### GOAL
Copy the TH400 thread from "filter change with" to "off before ?", swapping "gasket" for "seal".
## START PAGE
# Th400 maintenance



## deanhickey (Apr 6, 2015)

I have my 68 th400 out of my car while awaiting the engine to be redone. I am looking for recommendations on any maintenance that should be done wile I have it out and am able to work on it>


----------



## BLK69JUDGE (Jun 10, 2010)

a few things come to mind

have you driven the transmision b4 ?
what color is the fluid ?
filter change with a new 1 piece rubber pan gasket
replace front and rear seals
pull speedo and install new o rings and check gear shaft for wear.. JUST buy a new gear
was your speedo off before ?
gear change may be needed
drain the torque converter
new tranny mount
buy a ne w torque converter cover if u dont have one
lube the speedo cable
new dip stick tube O ring
new u joints

just off the top 

Scott


----------



## john23 (Mar 6, 2016)

BLK69JUDGE said:


> a few things come to mind
> 
> have you driven the transmision b4 ?
> what color is the fluid ?
> ...


Scott, 
you've covered it pretty well. coupla things. now would be the time to do any dressing or modifications on the female fittings for the fluid lines in and out on the passenger side of the trans. 
flush the trans cooler in the radiator. strongly consider installing an aftermarket trans cooler.
consider installing a drain plug in the trans pan. it makes future maintenance much easier with a clean way to draw down the trans fluid 
consider installing a shift kit 
and of course, the obvious, if the trans has lots of miles and/or abuse on it, now would be the time for a rebuild.


----------
## END PAGE
## START SUPPLIED DATA
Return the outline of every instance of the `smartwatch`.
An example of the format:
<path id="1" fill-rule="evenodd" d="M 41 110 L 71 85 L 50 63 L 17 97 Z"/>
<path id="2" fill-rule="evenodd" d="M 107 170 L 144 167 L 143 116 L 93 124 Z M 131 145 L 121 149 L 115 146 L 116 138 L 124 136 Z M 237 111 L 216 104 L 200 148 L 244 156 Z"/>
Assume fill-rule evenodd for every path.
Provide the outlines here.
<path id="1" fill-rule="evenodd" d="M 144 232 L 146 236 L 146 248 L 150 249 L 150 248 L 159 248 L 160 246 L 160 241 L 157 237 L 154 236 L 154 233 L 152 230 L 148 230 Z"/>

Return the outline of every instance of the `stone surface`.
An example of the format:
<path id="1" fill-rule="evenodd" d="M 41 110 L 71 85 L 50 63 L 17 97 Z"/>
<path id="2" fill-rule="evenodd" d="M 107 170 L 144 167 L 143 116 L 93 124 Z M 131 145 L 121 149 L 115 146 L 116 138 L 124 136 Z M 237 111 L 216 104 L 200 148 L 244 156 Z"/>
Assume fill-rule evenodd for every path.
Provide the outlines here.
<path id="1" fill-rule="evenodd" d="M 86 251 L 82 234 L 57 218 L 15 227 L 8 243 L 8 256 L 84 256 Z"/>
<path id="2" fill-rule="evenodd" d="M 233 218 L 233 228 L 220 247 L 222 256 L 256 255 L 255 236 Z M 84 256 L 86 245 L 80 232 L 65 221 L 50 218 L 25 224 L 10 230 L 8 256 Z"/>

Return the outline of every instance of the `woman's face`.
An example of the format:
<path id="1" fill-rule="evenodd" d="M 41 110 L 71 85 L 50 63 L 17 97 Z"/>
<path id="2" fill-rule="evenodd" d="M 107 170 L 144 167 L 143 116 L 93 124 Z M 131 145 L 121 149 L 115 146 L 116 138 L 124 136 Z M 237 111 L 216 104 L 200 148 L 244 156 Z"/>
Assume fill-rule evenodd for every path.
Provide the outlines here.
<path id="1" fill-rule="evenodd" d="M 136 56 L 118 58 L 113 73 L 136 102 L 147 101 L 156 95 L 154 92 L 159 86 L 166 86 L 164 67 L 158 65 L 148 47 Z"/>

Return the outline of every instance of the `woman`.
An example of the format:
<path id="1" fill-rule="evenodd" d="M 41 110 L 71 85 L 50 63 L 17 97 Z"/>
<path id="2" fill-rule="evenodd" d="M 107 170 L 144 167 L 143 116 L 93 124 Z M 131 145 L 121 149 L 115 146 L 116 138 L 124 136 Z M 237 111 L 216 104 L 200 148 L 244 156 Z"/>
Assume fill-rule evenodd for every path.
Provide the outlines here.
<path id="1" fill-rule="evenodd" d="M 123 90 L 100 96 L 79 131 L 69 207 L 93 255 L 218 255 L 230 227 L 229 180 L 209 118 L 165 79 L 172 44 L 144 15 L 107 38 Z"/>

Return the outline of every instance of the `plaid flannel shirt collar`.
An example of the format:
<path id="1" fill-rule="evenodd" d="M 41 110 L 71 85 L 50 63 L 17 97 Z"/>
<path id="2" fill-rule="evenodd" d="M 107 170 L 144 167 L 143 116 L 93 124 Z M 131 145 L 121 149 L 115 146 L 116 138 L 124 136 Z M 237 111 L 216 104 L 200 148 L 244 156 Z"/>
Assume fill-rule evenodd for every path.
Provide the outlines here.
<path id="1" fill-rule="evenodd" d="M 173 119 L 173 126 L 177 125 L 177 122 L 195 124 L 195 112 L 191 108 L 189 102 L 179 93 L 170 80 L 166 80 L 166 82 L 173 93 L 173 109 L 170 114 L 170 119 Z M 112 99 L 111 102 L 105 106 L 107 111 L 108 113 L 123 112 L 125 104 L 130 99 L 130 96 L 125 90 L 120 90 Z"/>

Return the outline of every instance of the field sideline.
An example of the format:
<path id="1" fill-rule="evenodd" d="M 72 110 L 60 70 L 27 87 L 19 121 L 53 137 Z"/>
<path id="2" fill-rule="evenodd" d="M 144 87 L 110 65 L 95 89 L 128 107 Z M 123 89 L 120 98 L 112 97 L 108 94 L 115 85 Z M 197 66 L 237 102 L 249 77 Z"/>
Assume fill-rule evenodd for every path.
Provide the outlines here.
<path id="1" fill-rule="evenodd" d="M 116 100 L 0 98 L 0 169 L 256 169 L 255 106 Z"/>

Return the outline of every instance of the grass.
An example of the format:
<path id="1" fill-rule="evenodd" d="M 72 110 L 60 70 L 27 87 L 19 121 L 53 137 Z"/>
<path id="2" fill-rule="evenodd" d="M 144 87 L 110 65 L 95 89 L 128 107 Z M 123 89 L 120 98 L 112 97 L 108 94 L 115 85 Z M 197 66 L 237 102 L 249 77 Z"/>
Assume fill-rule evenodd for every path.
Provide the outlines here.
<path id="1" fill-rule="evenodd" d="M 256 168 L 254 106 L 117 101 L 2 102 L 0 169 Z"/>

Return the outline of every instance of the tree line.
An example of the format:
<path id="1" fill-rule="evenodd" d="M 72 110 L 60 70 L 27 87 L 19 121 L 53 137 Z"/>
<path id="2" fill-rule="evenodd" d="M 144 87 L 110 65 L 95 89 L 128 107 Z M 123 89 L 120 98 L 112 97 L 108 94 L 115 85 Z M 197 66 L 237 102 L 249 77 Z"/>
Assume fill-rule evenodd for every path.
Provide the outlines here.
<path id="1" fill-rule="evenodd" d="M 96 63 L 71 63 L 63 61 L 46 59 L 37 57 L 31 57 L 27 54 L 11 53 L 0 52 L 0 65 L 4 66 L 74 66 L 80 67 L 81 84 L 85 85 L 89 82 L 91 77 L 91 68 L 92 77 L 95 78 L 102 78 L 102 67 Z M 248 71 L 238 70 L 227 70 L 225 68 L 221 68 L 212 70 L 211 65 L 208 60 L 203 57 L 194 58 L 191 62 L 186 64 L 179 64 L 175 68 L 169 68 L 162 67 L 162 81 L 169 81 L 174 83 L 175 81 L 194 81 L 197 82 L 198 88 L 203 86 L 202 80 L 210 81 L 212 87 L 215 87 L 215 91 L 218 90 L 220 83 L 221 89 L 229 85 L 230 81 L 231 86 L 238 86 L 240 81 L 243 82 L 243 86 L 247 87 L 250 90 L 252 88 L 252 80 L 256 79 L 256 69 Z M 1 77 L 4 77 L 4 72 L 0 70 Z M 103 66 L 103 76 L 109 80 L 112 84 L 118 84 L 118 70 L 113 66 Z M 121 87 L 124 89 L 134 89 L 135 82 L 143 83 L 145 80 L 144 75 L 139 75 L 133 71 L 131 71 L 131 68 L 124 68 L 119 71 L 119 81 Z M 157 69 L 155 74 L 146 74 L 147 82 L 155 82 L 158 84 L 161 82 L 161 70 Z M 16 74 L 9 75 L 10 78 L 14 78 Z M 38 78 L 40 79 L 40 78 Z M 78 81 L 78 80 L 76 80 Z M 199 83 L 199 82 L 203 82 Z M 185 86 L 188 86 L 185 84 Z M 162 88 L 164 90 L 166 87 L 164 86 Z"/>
## END SUPPLIED DATA
### CORRECT ANSWER
filter change with a new 1 piece rubber pan seal
replace front and rear seals
pull speedo and install new o rings and check gear shaft for wear.. JUST buy a new gear
was your speedo off before ?